- _Your objective_
Exclude images and print all the records verbatim.

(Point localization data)
-- Opening Marker --

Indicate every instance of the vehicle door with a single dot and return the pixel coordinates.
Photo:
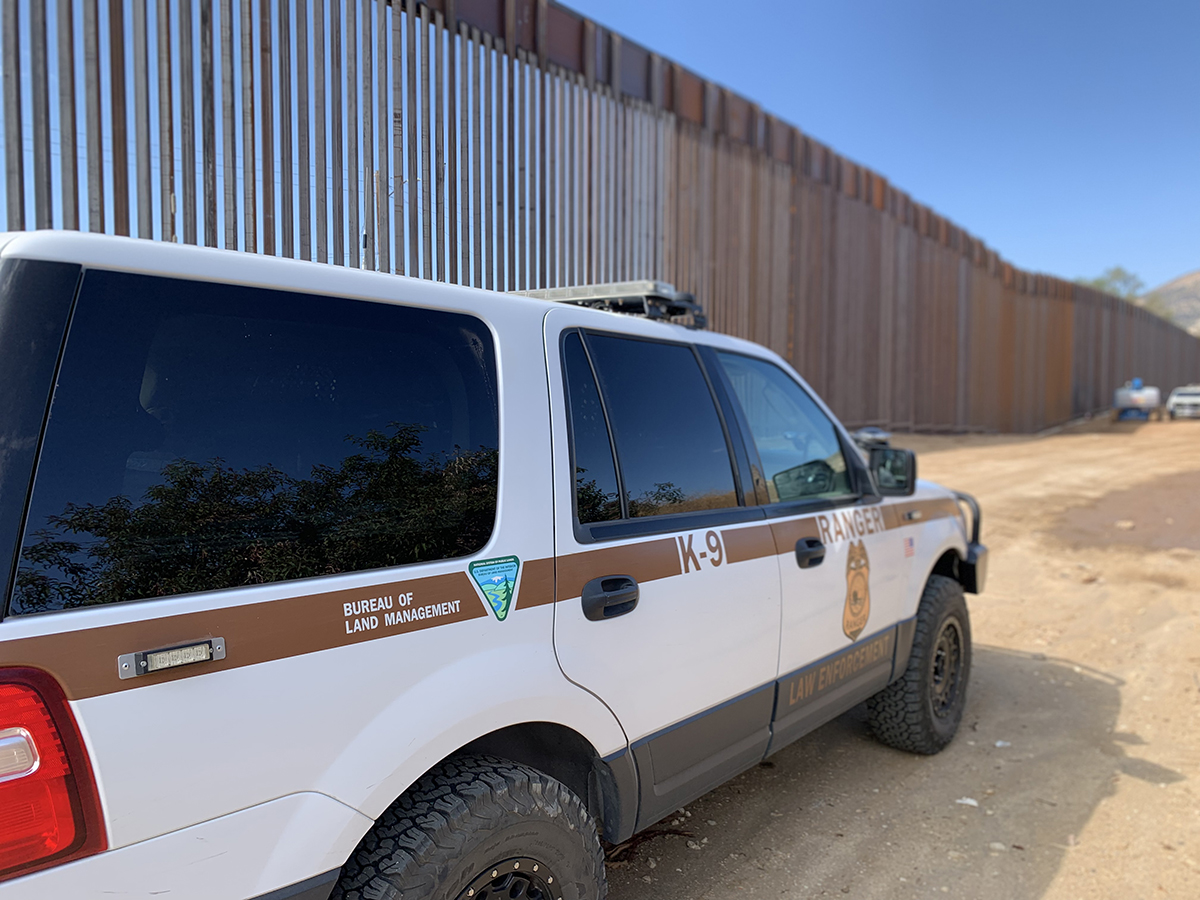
(664, 611)
(264, 520)
(843, 570)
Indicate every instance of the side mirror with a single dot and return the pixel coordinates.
(894, 471)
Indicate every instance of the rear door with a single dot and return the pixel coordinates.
(297, 495)
(648, 477)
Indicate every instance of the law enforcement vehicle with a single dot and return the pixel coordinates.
(322, 582)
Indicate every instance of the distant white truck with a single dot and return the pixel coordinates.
(1185, 402)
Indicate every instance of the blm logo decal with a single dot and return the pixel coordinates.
(497, 580)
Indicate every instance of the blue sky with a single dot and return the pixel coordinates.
(1066, 133)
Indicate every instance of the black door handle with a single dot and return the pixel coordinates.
(609, 597)
(809, 552)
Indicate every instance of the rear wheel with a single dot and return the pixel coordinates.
(479, 828)
(921, 711)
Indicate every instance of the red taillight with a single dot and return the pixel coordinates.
(49, 810)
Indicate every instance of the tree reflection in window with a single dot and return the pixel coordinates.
(209, 526)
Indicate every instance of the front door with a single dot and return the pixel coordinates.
(837, 640)
(663, 612)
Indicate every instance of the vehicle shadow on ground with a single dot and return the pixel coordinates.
(995, 815)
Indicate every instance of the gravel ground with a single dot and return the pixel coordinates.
(1077, 768)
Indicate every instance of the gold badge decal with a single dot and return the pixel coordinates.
(858, 591)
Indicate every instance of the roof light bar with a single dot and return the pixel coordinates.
(652, 299)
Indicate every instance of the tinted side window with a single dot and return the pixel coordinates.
(597, 496)
(801, 455)
(207, 437)
(670, 442)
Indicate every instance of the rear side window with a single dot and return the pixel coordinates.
(207, 437)
(670, 442)
(597, 496)
(798, 447)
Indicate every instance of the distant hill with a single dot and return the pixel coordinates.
(1181, 299)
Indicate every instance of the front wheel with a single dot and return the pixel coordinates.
(922, 709)
(479, 828)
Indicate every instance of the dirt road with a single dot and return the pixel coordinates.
(1077, 771)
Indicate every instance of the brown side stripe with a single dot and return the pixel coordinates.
(537, 583)
(787, 532)
(743, 544)
(85, 661)
(643, 562)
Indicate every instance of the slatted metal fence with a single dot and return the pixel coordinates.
(514, 144)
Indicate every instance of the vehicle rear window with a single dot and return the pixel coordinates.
(670, 442)
(210, 436)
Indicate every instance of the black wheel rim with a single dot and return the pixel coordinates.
(517, 879)
(946, 676)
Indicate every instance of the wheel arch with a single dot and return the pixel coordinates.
(607, 786)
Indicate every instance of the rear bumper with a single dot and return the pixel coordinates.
(973, 570)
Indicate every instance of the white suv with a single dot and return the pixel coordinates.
(1185, 402)
(321, 582)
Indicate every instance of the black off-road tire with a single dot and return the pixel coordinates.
(922, 709)
(471, 817)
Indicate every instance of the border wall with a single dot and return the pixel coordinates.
(514, 144)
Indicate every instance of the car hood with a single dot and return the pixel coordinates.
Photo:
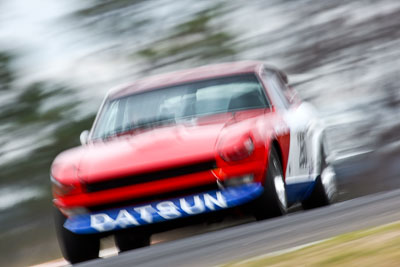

-- Closing Marker --

- _Worked solution_
Indicate every instance of the vehicle door with a single dot and return the pixel coordinates.
Photo:
(664, 611)
(264, 520)
(843, 570)
Indicate every instance of the side mirror with a single dot and return the pixel coordinates.
(894, 471)
Indicate every instance of the rear door with a single dot and return the pixel coordinates.
(297, 495)
(648, 477)
Indicate every instance of the law enforcement vehicle with a single dot and return the pixel coordinates.
(322, 582)
Indicate every instance of the distant white truck with a single dot and return the pixel coordinates.
(1185, 402)
Indicate every instance of the blm logo decal with a single dot and return the pixel coordinates.
(497, 580)
Indicate every instance of the blue sky with a single dot and return the pixel coordinates.
(1066, 133)
Indicate every instance of the black door handle with a single dot and return the pixel coordinates.
(609, 597)
(809, 552)
Indicate every instance of the rear wheel with a single dot and return the pixel coordinates.
(479, 828)
(921, 711)
Indicate every instance of the red taillight with a single dot and return the pixel coordinates.
(49, 810)
Indicate every instance of the tree reflection in window with a single dot and return the pixel coordinates.
(209, 526)
Indicate every instance of the front door with a single dot and return the pixel coordinates.
(837, 640)
(663, 612)
Indicate every instance of the vehicle shadow on ground with a single dot and return the pixel coordinates.
(995, 815)
Indicate every instance of the gravel ground with a single dot and return the pixel coordinates.
(1077, 768)
Indicate every instance of the gold badge decal with a single dot and return the pixel coordinates.
(858, 591)
Indicate every instance of the roof light bar with a single dot and return the pixel coordinates.
(652, 299)
Indicate every instance of the tinted side window with a single dot and return the pixel coordinates.
(597, 496)
(801, 455)
(207, 437)
(670, 442)
Indicate every instance of the rear side window with a single dot and return the pixel coordinates.
(207, 437)
(670, 442)
(597, 496)
(798, 447)
Indicate every instance of the distant hill with a single dot and return the pixel coordinates.
(1181, 299)
Indicate every instance of the front wheel with a single dot and return the pixel coordinates.
(922, 709)
(479, 828)
Indicate every instance of the dirt road with a single dot and return the pixel coordinates.
(1077, 771)
Indicate every instance of the brown side stripe with a single dot and return the pixel coordinates.
(537, 583)
(787, 532)
(743, 544)
(85, 661)
(643, 562)
Indicate every instance of the slatted metal fence with a single dot and return the pixel coordinates.
(514, 144)
Indicate every instance of the vehicle rear window with a single dot and return the pixel coordinates.
(670, 442)
(210, 436)
Indicate every instance of the black wheel rim with a single dot and return the pixel coordinates.
(517, 879)
(946, 676)
Indicate every instance of the wheel arch with a single dot and return the pixel coordinates.
(607, 786)
Indicate every instance of the rear bumper with a single dot and return the pixel coordinates.
(973, 570)
Indicate every instance of the white suv with a single dot and return the pixel coordinates.
(1185, 402)
(321, 582)
Indicate every instance of the black off-road tire with a single dot and return the pixel coordinates.
(922, 709)
(471, 817)
Indicate every instance of the border wall with a single dot and return the pixel coordinates.
(514, 144)
Indicate every instance of the car hood with a single dot and return the pixel coordinates.
Photo:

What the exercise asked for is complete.